Recorded data
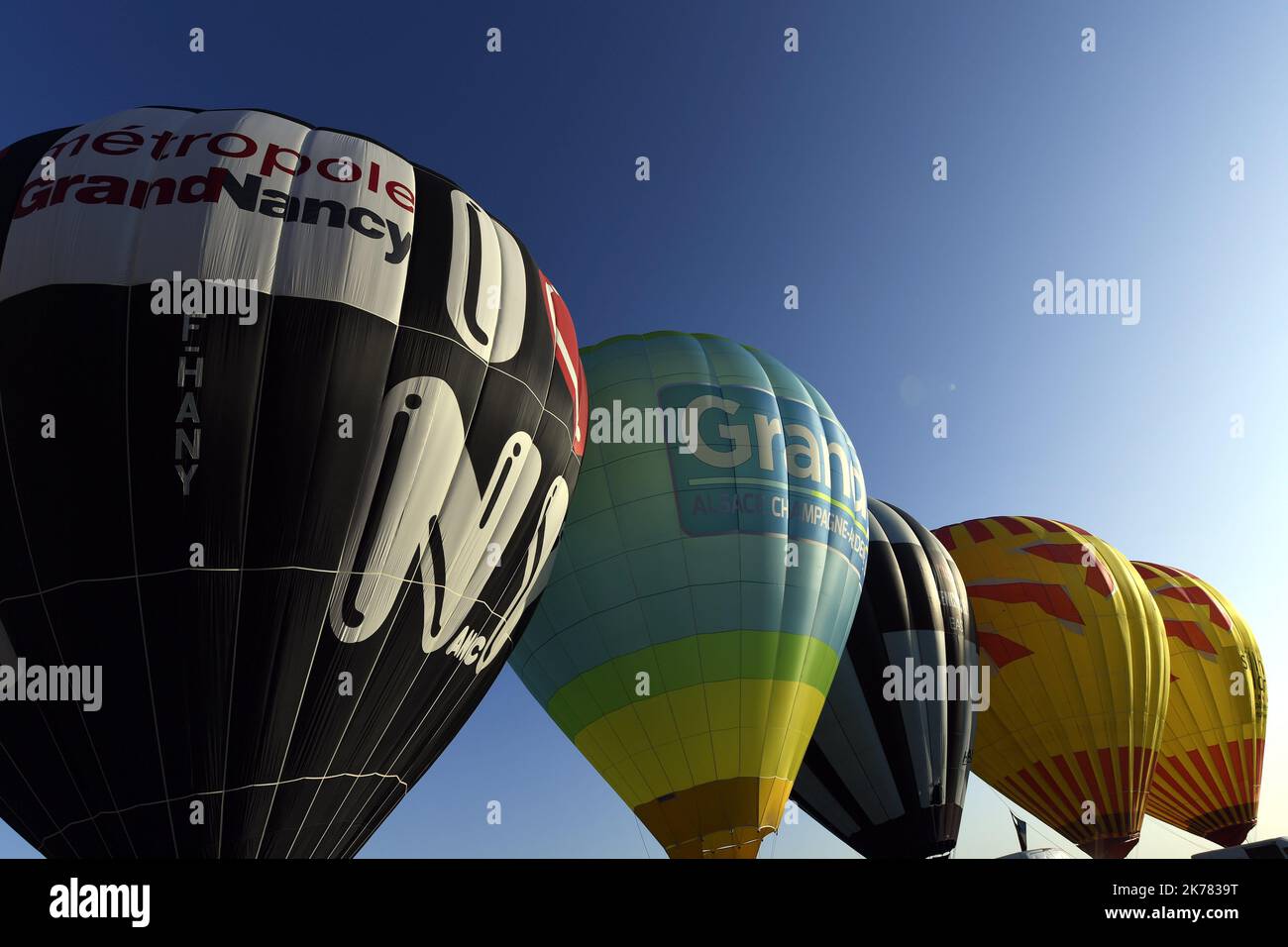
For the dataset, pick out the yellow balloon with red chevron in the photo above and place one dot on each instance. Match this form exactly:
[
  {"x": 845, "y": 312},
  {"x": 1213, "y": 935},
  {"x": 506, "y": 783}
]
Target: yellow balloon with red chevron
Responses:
[
  {"x": 1209, "y": 777},
  {"x": 1078, "y": 671}
]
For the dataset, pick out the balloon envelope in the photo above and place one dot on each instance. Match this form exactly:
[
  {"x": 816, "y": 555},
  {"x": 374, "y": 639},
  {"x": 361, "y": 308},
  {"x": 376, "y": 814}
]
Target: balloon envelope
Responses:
[
  {"x": 1078, "y": 685},
  {"x": 1209, "y": 779},
  {"x": 702, "y": 591},
  {"x": 887, "y": 768},
  {"x": 290, "y": 519}
]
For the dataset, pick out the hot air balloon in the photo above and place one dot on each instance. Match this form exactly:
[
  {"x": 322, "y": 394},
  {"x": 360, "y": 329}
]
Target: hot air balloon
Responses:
[
  {"x": 1209, "y": 777},
  {"x": 703, "y": 587},
  {"x": 290, "y": 425},
  {"x": 888, "y": 766},
  {"x": 1078, "y": 684}
]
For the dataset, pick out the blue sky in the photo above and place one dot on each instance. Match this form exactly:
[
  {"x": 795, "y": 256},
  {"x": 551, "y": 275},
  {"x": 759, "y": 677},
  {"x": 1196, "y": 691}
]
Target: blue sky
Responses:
[{"x": 812, "y": 169}]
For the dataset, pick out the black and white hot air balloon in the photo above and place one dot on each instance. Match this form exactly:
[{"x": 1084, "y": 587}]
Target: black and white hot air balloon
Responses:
[
  {"x": 288, "y": 431},
  {"x": 888, "y": 764}
]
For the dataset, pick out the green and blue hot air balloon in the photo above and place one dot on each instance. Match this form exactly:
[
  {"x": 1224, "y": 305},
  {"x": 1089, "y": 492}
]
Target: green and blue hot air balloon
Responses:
[{"x": 703, "y": 587}]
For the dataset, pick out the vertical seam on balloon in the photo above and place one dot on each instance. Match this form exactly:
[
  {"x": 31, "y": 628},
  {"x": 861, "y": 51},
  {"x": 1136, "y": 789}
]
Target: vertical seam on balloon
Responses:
[
  {"x": 246, "y": 502},
  {"x": 353, "y": 512},
  {"x": 458, "y": 667}
]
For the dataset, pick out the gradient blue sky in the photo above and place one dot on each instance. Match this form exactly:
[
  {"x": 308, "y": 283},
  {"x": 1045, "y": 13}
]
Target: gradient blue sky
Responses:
[{"x": 812, "y": 169}]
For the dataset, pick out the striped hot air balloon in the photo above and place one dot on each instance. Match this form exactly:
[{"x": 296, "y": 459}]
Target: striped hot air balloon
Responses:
[
  {"x": 702, "y": 592},
  {"x": 1209, "y": 777},
  {"x": 1078, "y": 689}
]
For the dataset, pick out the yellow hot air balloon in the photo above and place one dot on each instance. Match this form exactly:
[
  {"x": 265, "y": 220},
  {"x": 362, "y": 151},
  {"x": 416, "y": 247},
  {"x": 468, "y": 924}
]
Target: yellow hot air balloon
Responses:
[
  {"x": 1078, "y": 684},
  {"x": 1209, "y": 777}
]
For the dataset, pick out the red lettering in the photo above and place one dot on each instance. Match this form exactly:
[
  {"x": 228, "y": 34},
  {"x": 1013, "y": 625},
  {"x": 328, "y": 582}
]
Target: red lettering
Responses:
[
  {"x": 249, "y": 147},
  {"x": 125, "y": 142},
  {"x": 402, "y": 196}
]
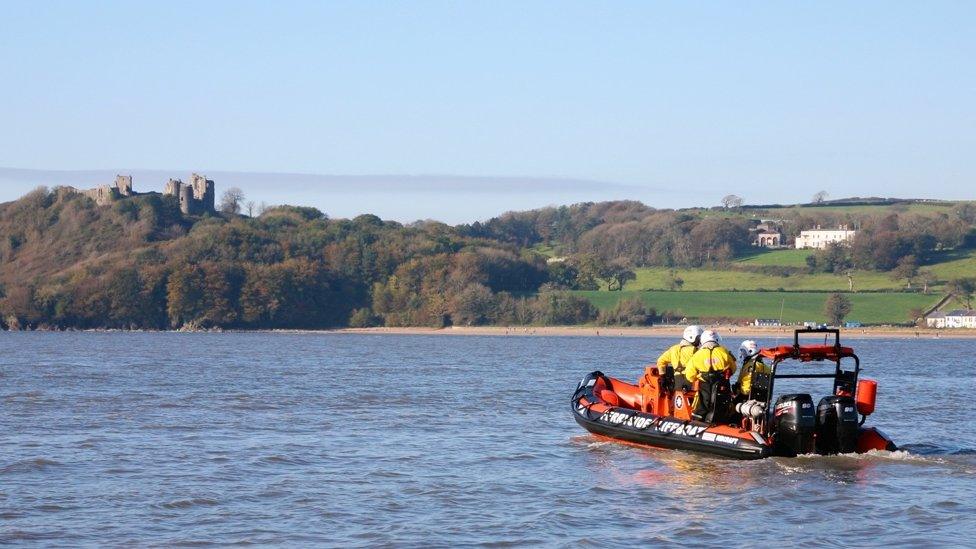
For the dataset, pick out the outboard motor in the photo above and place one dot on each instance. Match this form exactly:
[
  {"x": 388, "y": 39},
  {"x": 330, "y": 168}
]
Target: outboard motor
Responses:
[
  {"x": 793, "y": 425},
  {"x": 836, "y": 425}
]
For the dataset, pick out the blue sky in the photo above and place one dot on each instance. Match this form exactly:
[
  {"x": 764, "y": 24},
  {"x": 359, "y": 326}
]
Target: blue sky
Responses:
[{"x": 675, "y": 103}]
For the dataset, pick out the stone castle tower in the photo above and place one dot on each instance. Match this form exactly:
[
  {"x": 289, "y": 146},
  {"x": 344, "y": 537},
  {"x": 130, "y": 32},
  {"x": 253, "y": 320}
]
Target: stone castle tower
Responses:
[
  {"x": 124, "y": 184},
  {"x": 197, "y": 196}
]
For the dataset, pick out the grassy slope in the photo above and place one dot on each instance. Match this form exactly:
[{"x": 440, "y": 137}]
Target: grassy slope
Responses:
[
  {"x": 870, "y": 308},
  {"x": 947, "y": 266}
]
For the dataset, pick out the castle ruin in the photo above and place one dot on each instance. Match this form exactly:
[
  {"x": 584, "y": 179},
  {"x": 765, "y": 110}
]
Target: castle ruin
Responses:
[{"x": 196, "y": 197}]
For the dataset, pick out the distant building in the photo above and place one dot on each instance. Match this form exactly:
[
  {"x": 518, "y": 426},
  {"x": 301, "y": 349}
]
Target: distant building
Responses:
[
  {"x": 766, "y": 234},
  {"x": 766, "y": 322},
  {"x": 959, "y": 318},
  {"x": 819, "y": 238},
  {"x": 196, "y": 197}
]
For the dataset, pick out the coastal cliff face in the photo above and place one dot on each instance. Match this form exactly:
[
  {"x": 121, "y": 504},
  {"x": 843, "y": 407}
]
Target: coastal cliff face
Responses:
[{"x": 140, "y": 260}]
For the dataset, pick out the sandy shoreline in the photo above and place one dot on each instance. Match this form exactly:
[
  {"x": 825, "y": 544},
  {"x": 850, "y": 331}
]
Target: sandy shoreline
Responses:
[{"x": 659, "y": 331}]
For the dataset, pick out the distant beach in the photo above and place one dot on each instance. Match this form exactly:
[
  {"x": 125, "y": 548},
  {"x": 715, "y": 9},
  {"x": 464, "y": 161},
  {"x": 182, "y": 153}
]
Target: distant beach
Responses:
[{"x": 660, "y": 331}]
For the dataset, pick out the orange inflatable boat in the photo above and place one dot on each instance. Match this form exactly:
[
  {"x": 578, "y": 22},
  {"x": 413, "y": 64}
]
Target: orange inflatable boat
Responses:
[{"x": 751, "y": 427}]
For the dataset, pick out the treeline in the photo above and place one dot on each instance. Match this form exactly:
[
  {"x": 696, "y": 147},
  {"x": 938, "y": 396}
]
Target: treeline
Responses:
[
  {"x": 640, "y": 236},
  {"x": 65, "y": 262}
]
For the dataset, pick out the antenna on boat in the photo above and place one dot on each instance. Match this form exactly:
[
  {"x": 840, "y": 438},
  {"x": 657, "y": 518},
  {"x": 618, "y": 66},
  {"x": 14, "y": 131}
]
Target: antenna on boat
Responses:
[{"x": 782, "y": 306}]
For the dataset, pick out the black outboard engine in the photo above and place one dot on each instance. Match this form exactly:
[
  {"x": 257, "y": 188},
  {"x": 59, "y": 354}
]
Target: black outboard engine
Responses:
[
  {"x": 836, "y": 425},
  {"x": 793, "y": 425}
]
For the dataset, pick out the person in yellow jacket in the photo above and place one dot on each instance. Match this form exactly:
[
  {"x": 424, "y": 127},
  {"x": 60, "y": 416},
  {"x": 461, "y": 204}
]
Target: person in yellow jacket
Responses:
[
  {"x": 710, "y": 367},
  {"x": 751, "y": 364},
  {"x": 679, "y": 355}
]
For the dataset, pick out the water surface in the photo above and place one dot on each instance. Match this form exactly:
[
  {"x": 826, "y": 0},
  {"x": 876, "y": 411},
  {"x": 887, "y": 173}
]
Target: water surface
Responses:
[{"x": 373, "y": 440}]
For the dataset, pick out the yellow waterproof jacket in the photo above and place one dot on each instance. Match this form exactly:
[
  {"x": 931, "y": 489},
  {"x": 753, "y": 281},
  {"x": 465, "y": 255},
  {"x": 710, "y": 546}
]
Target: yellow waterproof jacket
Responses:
[
  {"x": 677, "y": 356},
  {"x": 749, "y": 367},
  {"x": 709, "y": 358}
]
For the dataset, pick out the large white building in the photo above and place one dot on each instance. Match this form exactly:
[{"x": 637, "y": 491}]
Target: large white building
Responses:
[
  {"x": 960, "y": 318},
  {"x": 819, "y": 238}
]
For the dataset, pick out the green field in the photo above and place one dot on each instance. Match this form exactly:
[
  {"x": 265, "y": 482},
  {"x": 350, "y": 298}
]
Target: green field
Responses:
[
  {"x": 954, "y": 264},
  {"x": 656, "y": 278},
  {"x": 946, "y": 266},
  {"x": 869, "y": 308}
]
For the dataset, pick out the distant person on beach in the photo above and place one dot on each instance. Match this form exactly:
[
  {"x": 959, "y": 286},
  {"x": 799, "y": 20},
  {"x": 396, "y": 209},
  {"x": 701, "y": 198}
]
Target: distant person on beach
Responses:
[
  {"x": 679, "y": 355},
  {"x": 710, "y": 366},
  {"x": 751, "y": 364}
]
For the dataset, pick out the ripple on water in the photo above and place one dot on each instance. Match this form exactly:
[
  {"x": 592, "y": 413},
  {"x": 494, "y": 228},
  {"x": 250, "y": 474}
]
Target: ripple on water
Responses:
[
  {"x": 28, "y": 466},
  {"x": 187, "y": 503},
  {"x": 434, "y": 441}
]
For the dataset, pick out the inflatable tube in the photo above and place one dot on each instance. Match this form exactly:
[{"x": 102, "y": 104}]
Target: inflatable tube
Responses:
[{"x": 600, "y": 413}]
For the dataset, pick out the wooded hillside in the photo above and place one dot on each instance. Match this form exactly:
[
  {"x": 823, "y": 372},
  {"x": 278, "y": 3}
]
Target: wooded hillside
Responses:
[{"x": 67, "y": 263}]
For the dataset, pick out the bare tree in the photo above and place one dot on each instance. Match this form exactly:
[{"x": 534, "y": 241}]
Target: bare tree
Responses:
[
  {"x": 230, "y": 201},
  {"x": 836, "y": 308},
  {"x": 731, "y": 201}
]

WHAT IS NEEDED -
Quote only the lines from the line containing "For the dataset, pick out the large" through the end of the listing, please, keeping both the first and the last line.

RESPONSE TO THE TASK -
For the dataset, pick out the large white building in the photo above and place one dot on each instance. Match this form exactly:
[{"x": 637, "y": 491}]
Target: large white building
Responses:
[
  {"x": 960, "y": 318},
  {"x": 819, "y": 238}
]
For the dataset, pick out the green field in the photo above and place one dot on each instance. Match this form exactly:
[
  {"x": 265, "y": 482},
  {"x": 350, "y": 298}
]
Target: green field
Responses:
[
  {"x": 954, "y": 264},
  {"x": 656, "y": 278},
  {"x": 946, "y": 266},
  {"x": 869, "y": 308}
]
For the dataset, pick out the distant person on beach in the photo above and place one dot on each instance. Match this form exactly:
[
  {"x": 959, "y": 286},
  {"x": 799, "y": 20},
  {"x": 396, "y": 209},
  {"x": 701, "y": 198}
]
Target: distant person on beach
Responses:
[
  {"x": 679, "y": 355},
  {"x": 710, "y": 366},
  {"x": 751, "y": 364}
]
For the dataset, pick out the ripple on water in the photo above and place one dot on each instance. Match this form exactly:
[
  {"x": 592, "y": 413},
  {"x": 494, "y": 228},
  {"x": 250, "y": 474}
]
Target: ripple on water
Responses:
[
  {"x": 28, "y": 466},
  {"x": 187, "y": 503},
  {"x": 434, "y": 441}
]
For the dataset, pick out the inflatable tube in the photo above and place one dot on each instance. Match this form exactly:
[{"x": 102, "y": 104}]
Target: inflatable tube
Responses:
[{"x": 600, "y": 413}]
For the dataset, pick out the wooded hillside in the photo above and place one dot on each instance. Match this form exactly:
[
  {"x": 823, "y": 372},
  {"x": 278, "y": 3}
]
Target: wooded hillside
Responses:
[{"x": 67, "y": 263}]
For the dataset, pick out the bare tree in the photo above and place one dot on each instance. Match this form exactly:
[{"x": 534, "y": 241}]
Target: bare tree
Responses:
[
  {"x": 230, "y": 201},
  {"x": 836, "y": 308},
  {"x": 731, "y": 201}
]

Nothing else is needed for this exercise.